>>>
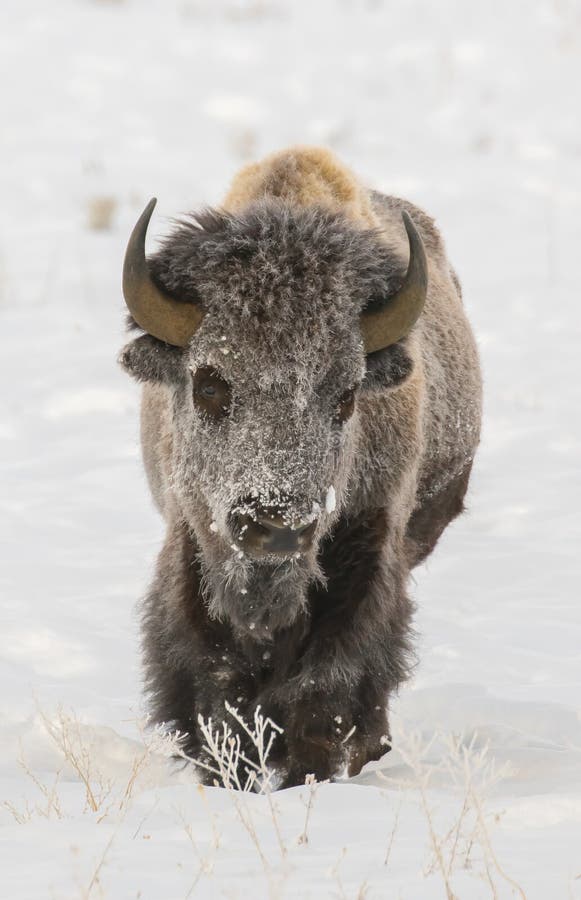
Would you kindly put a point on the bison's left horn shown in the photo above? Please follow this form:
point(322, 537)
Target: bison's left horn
point(153, 310)
point(397, 315)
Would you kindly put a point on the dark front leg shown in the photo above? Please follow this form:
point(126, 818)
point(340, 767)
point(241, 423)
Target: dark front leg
point(357, 652)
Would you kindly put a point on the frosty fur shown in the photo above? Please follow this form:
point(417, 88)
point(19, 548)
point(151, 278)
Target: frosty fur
point(283, 272)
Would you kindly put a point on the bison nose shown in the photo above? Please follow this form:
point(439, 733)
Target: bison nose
point(267, 531)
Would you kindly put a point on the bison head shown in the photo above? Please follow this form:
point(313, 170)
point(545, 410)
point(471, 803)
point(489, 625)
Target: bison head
point(262, 327)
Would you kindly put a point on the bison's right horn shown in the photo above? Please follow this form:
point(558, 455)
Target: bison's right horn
point(397, 314)
point(153, 310)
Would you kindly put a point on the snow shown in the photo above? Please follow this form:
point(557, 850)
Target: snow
point(470, 111)
point(330, 500)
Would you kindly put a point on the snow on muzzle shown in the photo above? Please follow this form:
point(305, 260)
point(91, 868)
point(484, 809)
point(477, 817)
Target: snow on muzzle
point(263, 526)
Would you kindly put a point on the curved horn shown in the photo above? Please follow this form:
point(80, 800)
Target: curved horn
point(399, 313)
point(155, 312)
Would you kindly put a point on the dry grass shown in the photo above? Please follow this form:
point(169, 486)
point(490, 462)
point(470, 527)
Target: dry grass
point(459, 840)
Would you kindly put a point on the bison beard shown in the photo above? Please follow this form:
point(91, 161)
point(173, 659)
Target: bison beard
point(271, 295)
point(334, 666)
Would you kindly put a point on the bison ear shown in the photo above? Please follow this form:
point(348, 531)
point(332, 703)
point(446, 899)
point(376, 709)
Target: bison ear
point(388, 368)
point(148, 359)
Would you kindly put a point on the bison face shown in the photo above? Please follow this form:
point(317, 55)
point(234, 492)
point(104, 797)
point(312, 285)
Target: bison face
point(264, 388)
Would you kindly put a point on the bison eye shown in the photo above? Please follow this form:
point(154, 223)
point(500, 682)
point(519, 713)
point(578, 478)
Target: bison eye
point(345, 406)
point(212, 393)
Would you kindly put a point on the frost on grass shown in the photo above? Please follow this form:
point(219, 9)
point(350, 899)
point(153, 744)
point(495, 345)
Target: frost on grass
point(455, 838)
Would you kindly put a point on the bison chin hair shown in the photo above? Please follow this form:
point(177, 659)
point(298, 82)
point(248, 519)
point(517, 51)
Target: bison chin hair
point(260, 597)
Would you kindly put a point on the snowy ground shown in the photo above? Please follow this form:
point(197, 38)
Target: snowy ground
point(471, 110)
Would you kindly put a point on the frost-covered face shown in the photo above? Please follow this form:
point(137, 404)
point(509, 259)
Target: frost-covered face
<<<
ASSIGNMENT |
Within the material above, find the lines that contain the word "covered"; copy them.

SOLUTION FOR THIS PROBLEM |
Would you kindly put a point on the frost-covered face shown in the photo above? Please follow this form:
Target: frost-covered face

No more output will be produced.